## [Dataset rows]
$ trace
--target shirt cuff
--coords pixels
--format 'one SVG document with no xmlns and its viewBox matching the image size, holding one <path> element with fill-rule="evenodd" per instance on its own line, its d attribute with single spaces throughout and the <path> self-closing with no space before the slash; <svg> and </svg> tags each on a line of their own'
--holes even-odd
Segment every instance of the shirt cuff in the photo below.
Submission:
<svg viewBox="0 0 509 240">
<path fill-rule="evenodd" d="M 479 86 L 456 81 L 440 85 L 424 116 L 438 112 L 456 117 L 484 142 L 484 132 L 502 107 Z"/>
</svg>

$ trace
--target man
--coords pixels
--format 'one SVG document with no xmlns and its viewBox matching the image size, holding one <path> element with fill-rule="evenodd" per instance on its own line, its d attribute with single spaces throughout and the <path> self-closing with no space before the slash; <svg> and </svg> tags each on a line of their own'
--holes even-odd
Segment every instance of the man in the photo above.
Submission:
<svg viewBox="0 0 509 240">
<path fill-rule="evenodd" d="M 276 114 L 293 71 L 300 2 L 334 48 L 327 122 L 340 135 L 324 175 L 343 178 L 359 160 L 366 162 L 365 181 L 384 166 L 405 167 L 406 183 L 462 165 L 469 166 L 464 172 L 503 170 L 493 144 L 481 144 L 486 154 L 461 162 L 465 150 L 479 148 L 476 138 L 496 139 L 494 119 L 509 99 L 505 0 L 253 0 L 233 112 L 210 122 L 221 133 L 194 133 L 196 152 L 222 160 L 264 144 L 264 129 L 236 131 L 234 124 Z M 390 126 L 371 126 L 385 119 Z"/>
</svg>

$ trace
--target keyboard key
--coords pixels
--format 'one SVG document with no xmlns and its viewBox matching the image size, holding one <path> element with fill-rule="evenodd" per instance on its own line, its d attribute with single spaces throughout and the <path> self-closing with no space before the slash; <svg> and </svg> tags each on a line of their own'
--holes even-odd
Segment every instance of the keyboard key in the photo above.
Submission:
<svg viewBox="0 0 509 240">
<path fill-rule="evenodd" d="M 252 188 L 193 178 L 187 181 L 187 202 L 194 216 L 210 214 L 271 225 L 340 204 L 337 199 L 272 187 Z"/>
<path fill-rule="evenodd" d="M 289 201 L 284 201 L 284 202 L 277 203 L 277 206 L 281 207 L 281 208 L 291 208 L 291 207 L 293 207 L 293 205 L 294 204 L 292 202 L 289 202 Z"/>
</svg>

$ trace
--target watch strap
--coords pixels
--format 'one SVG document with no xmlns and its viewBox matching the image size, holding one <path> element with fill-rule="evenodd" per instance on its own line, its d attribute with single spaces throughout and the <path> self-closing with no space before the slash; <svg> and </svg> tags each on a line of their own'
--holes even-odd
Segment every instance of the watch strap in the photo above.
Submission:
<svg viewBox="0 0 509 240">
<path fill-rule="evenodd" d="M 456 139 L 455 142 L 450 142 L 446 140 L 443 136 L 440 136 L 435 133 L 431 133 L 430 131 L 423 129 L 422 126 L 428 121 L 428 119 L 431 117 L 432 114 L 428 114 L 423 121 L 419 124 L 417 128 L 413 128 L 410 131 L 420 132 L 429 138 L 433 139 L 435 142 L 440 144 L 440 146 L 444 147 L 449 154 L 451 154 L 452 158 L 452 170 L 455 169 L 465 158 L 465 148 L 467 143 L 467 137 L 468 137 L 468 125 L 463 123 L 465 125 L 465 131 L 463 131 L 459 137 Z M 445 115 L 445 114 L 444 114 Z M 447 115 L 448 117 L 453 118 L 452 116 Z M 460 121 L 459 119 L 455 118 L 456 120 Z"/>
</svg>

## [Requirement]
Write out every entry again, keeping each line exactly the same.

## [Solution]
$ trace
--target shirt cuff
--coords pixels
--format 'one SVG document with no xmlns and its viewBox matching the image size, holding one <path> element with fill-rule="evenodd" per instance on its own line, its d attribute with single spaces throughout and the <path> self-closing with no space before the slash; <svg> and </svg> tags each on a line of their own'
--holes even-odd
Segment every instance of the shirt cuff in the photo below.
Submission:
<svg viewBox="0 0 509 240">
<path fill-rule="evenodd" d="M 479 86 L 456 81 L 440 85 L 424 116 L 438 112 L 456 117 L 484 142 L 484 132 L 502 107 Z"/>
</svg>

$ trace
--target man
--coords pixels
--format 'one SVG document with no xmlns and its viewBox matching the image size, holding one <path> element with fill-rule="evenodd" per instance on its own line, its d attribute with single spaces throughout and the <path> self-closing with no space before the slash; <svg> and </svg> tags each on a line of their own'
--holes even-odd
Segment every instance of the man in the photo above.
Submission:
<svg viewBox="0 0 509 240">
<path fill-rule="evenodd" d="M 276 114 L 293 71 L 300 2 L 334 48 L 327 122 L 340 135 L 324 175 L 343 178 L 359 160 L 366 162 L 365 181 L 384 166 L 405 167 L 406 183 L 462 165 L 469 166 L 464 172 L 503 170 L 493 144 L 481 144 L 486 154 L 461 162 L 465 150 L 479 148 L 476 138 L 496 139 L 494 119 L 509 99 L 505 0 L 253 0 L 233 112 L 210 122 L 221 133 L 194 133 L 196 152 L 222 160 L 264 144 L 264 129 L 236 131 L 234 124 Z M 390 126 L 371 126 L 385 119 Z"/>
</svg>

$ trace
--target keyboard key
--coords pixels
--format 'one SVG document with no xmlns and its viewBox matching the image size, holding one <path> element with fill-rule="evenodd" per instance on its own line, its d attribute with single spaces throughout and the <path> self-closing with no space before the slash; <svg> and </svg> tags each on a line of their own'
--holes even-odd
Segment every instance of the keyboard key in the photo above.
Submission:
<svg viewBox="0 0 509 240">
<path fill-rule="evenodd" d="M 252 188 L 193 178 L 187 181 L 187 202 L 194 216 L 210 214 L 271 225 L 340 204 L 337 199 L 272 187 Z"/>
<path fill-rule="evenodd" d="M 289 201 L 284 201 L 284 202 L 277 203 L 277 206 L 281 207 L 281 208 L 291 208 L 291 207 L 293 207 L 293 205 L 294 204 L 292 202 L 289 202 Z"/>
</svg>

$ trace
--target watch strap
--coords pixels
--format 'one SVG document with no xmlns and its viewBox matching the image size, holding one <path> element with fill-rule="evenodd" per instance on its own line, its d attribute with single spaces throughout and the <path> self-closing with no space before the slash; <svg> and </svg> tags each on a line of their own'
--holes even-odd
Segment every instance of the watch strap in the photo above.
Submission:
<svg viewBox="0 0 509 240">
<path fill-rule="evenodd" d="M 456 139 L 455 142 L 450 142 L 446 140 L 443 136 L 440 136 L 435 133 L 431 133 L 430 131 L 423 129 L 422 126 L 428 121 L 428 119 L 431 117 L 432 114 L 428 114 L 423 121 L 419 124 L 417 128 L 413 128 L 410 131 L 420 132 L 429 138 L 433 139 L 435 142 L 440 144 L 440 146 L 444 147 L 449 154 L 451 154 L 452 158 L 452 170 L 455 169 L 465 158 L 465 148 L 467 143 L 467 137 L 468 137 L 468 125 L 463 123 L 465 125 L 465 131 L 463 131 L 459 137 Z M 445 115 L 445 114 L 444 114 Z M 447 115 L 448 117 L 453 118 L 452 116 Z M 460 121 L 459 119 L 455 118 L 456 120 Z"/>
</svg>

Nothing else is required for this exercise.